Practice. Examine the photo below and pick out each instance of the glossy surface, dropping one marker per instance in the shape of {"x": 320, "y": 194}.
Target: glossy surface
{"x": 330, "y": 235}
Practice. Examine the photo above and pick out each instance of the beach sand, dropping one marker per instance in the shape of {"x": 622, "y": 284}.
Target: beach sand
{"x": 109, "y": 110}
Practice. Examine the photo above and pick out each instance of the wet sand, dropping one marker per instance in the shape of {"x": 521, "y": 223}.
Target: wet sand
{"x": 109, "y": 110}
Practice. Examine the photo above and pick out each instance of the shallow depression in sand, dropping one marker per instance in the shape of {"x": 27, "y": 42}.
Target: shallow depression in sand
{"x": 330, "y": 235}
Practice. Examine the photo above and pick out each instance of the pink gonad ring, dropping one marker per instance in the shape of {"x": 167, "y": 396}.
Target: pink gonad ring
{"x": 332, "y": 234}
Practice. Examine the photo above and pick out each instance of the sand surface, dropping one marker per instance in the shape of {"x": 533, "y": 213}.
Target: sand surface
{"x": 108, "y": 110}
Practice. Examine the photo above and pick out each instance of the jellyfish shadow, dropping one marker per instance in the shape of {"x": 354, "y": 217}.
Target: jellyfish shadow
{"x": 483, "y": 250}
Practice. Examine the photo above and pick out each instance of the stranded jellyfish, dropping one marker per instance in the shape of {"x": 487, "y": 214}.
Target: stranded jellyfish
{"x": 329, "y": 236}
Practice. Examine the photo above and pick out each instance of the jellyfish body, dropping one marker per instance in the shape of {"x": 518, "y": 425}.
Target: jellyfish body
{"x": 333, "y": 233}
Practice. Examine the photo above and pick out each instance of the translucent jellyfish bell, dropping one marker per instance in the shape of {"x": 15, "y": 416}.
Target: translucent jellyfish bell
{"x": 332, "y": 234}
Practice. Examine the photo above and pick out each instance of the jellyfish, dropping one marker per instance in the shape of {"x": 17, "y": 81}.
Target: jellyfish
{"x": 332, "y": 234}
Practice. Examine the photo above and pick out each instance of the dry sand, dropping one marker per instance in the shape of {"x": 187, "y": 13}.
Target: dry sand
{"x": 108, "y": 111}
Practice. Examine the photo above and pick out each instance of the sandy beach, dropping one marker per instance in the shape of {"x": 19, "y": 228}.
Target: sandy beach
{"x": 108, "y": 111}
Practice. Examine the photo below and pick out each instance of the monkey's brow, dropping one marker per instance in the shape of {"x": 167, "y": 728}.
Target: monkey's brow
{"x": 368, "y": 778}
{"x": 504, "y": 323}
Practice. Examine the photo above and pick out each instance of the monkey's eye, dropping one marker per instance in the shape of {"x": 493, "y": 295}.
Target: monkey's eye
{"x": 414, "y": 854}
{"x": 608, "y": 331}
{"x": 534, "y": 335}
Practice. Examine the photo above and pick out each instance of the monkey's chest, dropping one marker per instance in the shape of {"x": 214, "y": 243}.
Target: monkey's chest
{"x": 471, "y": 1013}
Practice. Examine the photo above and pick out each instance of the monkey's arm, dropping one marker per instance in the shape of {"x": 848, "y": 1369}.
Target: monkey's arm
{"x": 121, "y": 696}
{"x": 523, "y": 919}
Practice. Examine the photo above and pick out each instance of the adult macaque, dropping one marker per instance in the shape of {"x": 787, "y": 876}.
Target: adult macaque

→ TASK STATEMENT
Restate the data above word for word.

→ ANSWER FOR THIS EXERCISE
Practice. Examine the photo below and pick out each instance of the glossy surface, dropping one marker per instance in the shape of {"x": 320, "y": 194}.
Target: glossy surface
{"x": 330, "y": 235}
Practice. Examine the photo above and pick out each instance of the beach sand, dropping one marker per instance in the shape of {"x": 622, "y": 284}.
Target: beach sand
{"x": 109, "y": 110}
Practice. Examine the photo above and pick out each instance of the wet sand, dropping one marker per instance in the shape of {"x": 521, "y": 223}.
Target: wet sand
{"x": 109, "y": 110}
Practice. Examine the photo above and pick out each instance of the shallow depression in sand, dropping one marker per instance in the shape of {"x": 27, "y": 42}.
Target: shallow depression in sand
{"x": 330, "y": 235}
Practice. Examine the photo above and pick out each instance of the pink gonad ring, dropping one marker per instance in the shape of {"x": 167, "y": 396}.
Target: pink gonad ring
{"x": 332, "y": 234}
Practice. Examine the photo above and pick out each instance of the sand surface, dropping one marker per instance in the shape of {"x": 533, "y": 213}.
Target: sand surface
{"x": 108, "y": 110}
Practice. Examine the photo above and pick out each instance of the jellyfish shadow, dropping one marker per instance in the shape of {"x": 354, "y": 217}.
Target: jellyfish shadow
{"x": 483, "y": 250}
Practice. Examine the photo above and pick out each instance of the stranded jellyfish, dropping one marker per instance in the shape of {"x": 487, "y": 214}.
Target: stranded jellyfish
{"x": 329, "y": 236}
Practice. Examine the photo above and pick out each instance of the jellyfish body, dropping one marker per instance in the shape of {"x": 518, "y": 425}.
Target: jellyfish body
{"x": 333, "y": 233}
Practice. Examine the photo above and pick out each instance of the translucent jellyfish bell, dropping one marker per instance in the shape of {"x": 15, "y": 416}.
Target: translucent jellyfish bell
{"x": 332, "y": 234}
Practice. Examine the photo above and pick out each instance of the jellyfish, dropping one marker per instance in the shape of {"x": 17, "y": 81}.
Target: jellyfish
{"x": 332, "y": 234}
Practice. Examine the photo above and pick out each instance of the dry sand, dropping one marker per instance in the shape of {"x": 187, "y": 13}.
Target: dry sand
{"x": 108, "y": 111}
Practice. Examine the photo above and pick out each instance of the sandy beach, dropping one marker per instance in the shape of {"x": 19, "y": 228}.
Target: sandy beach
{"x": 108, "y": 111}
Practice. Examine the photo below and pick out each instance of the monkey's brow, dropping one marker per instance in the shape of {"x": 167, "y": 728}.
Target: monkey's brow
{"x": 368, "y": 778}
{"x": 504, "y": 323}
Practice. Examine the photo above and pick out each instance of the monkey's eye, dropping one marker per instance in the shape of {"x": 493, "y": 295}.
Target: monkey's eye
{"x": 414, "y": 854}
{"x": 608, "y": 331}
{"x": 534, "y": 335}
Practice. Examine the photo above and pick out each instance of the monkey's chest, dropping one marker per instance in the shape of {"x": 214, "y": 243}.
Target: monkey's chest
{"x": 471, "y": 1013}
Practice. Examine the photo above and pick out each instance of the monkey's arm, dropping one marker per instance in the shape of {"x": 848, "y": 1369}.
Target: monkey's arm
{"x": 121, "y": 696}
{"x": 523, "y": 919}
Practice. Examine the photo above and pick out each instance of the adult macaque, dropping one marker per instance in the shape of {"x": 787, "y": 876}.
Target: adult macaque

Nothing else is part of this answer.